▶ [DOCUMENT EXCERPT]
----------
Posted on 07/03/2003 1:36:54 PM PDT by Saundra Duffy

Strom's Skeleton The late segregationist's black daughter. By Diane McWhorter Posted Tuesday, July 1, 2003, at 12:11 PM PT

Thurmond: curiouser and curiouser

In all the words spent on Strom Thurmond's life and times since his death last week, I have seen no acknowledgment of the most interesting of his sundry racial legacies. She is Essie Mae Washington Williams, a widowed former school teacher in her 70s, living in Los Angeles. Presumably she did not show up for any of the obsequies even though Strom Thurmond was almost certainly her father. Williams is black.

Jack Bass and Marilyn W. Thompson present persuasive evidence in their 1998 biography, Ol' Strom, that Thurmond sired a daughter in 1925 with a black house servant named Essie "Tunch" Butler, with whom he reputedly had an extended relationship. Though "Black Baby of Professional Racist" would seem to sail over the man-bites-dog bar of what is news, the story has never really gotten traction. The particulars of this family saga simply do not fit into the "redemption narrative" Americans tend to impose on our more regrettable bygones: Better that ol' Strom "transformed" from the Negro-baiting Dixiecrat presidential candidate of 1948 to One of the First Southern Senators To Hire a Black Aide in 1971.
----------
▶ [EXTRACTED ENTRIES]
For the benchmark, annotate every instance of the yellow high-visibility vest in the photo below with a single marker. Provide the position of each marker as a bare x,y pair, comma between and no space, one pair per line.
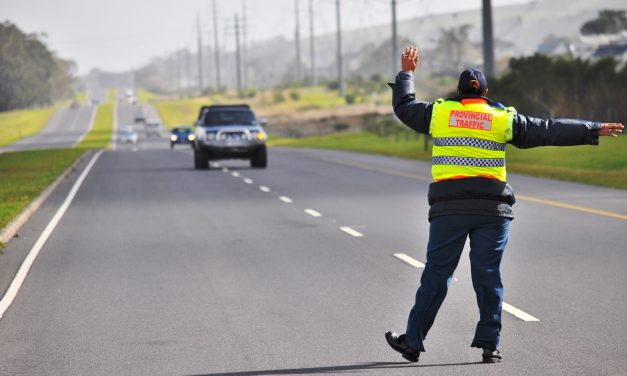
469,139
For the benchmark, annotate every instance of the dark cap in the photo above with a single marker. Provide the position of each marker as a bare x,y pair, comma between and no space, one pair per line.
469,75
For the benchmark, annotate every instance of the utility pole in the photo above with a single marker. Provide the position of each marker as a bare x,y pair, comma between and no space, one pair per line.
488,42
312,51
216,43
297,40
244,45
340,70
200,77
395,66
238,55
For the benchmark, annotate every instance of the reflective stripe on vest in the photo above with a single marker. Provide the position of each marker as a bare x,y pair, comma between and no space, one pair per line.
469,139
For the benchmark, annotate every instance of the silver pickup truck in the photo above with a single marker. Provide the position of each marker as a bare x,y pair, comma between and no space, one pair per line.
229,132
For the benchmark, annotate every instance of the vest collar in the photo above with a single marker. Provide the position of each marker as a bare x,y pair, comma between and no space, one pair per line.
471,98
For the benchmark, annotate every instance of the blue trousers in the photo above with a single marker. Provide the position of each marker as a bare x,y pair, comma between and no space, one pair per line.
447,236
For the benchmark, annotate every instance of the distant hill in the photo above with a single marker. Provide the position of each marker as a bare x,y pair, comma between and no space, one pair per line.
518,30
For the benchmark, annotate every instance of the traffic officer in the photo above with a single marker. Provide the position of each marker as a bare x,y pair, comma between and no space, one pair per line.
470,197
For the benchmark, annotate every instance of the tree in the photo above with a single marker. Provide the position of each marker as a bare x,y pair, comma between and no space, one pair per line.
30,74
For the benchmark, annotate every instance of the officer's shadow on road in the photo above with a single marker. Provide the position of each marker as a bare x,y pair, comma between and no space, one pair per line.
370,366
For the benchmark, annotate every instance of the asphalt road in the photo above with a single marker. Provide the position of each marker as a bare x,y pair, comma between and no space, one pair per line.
159,269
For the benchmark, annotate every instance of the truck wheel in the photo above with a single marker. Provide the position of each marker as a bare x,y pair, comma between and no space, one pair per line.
259,158
201,159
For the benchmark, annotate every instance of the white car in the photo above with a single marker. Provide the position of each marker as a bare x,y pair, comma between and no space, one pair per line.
128,135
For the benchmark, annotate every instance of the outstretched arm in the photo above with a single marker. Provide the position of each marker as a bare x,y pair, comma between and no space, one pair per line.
531,132
413,113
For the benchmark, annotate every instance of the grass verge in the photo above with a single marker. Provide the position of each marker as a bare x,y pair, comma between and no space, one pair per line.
15,125
603,165
24,175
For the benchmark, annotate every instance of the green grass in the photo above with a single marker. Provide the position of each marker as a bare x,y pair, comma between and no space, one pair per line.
603,165
145,96
24,175
100,134
15,125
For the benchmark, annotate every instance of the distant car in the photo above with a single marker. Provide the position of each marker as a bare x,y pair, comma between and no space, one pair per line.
139,117
181,135
229,132
128,135
153,128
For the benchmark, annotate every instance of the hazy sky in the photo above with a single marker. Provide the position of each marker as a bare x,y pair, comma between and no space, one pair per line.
118,35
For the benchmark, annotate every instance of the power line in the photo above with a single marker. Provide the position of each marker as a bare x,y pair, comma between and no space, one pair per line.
216,42
297,41
488,42
312,50
340,70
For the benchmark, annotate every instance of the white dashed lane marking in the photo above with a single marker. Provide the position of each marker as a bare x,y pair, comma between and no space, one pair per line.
518,313
410,260
351,232
313,213
506,307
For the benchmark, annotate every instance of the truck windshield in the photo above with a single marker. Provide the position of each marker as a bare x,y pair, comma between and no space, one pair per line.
229,118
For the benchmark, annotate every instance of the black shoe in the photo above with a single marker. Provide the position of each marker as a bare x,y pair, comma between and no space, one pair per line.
491,356
398,344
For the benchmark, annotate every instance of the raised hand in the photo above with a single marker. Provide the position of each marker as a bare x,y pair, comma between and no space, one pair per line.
410,59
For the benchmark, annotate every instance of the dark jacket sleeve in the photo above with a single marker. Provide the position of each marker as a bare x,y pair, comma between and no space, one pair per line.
529,132
413,113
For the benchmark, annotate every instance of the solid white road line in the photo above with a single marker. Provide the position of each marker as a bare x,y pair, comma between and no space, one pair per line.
313,213
114,135
410,260
351,232
21,274
518,313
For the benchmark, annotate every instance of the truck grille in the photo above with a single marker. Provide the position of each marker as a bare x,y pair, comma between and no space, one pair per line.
233,136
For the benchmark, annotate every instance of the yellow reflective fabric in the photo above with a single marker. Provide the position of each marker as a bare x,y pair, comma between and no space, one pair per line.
469,139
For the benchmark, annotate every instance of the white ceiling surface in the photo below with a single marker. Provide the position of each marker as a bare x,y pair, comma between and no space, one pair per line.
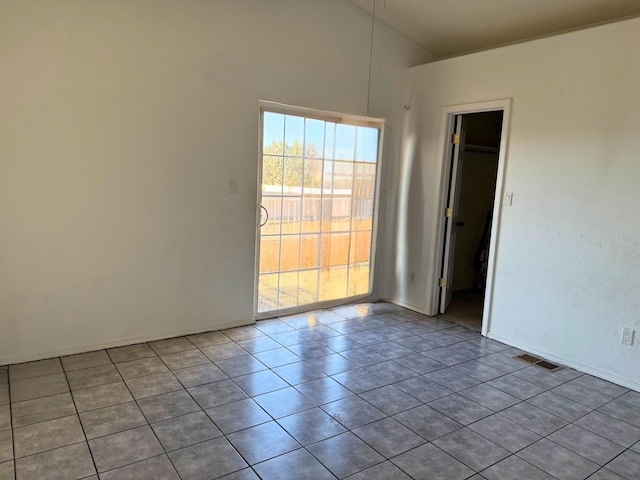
----------
▶ [YOUR INSTRUCTIONS]
Answer these questions from the article on Strom Thurmond:
(a) In what city does Essie Mae Washington Williams live?
(b) What is the title of the 1998 biography by Jack Bass and Marilyn W. Thompson?
(c) In what year was Thurmond the Dixiecrat presidential candidate?

▶ [ANSWER]
(a) Los Angeles
(b) Ol' Strom
(c) 1948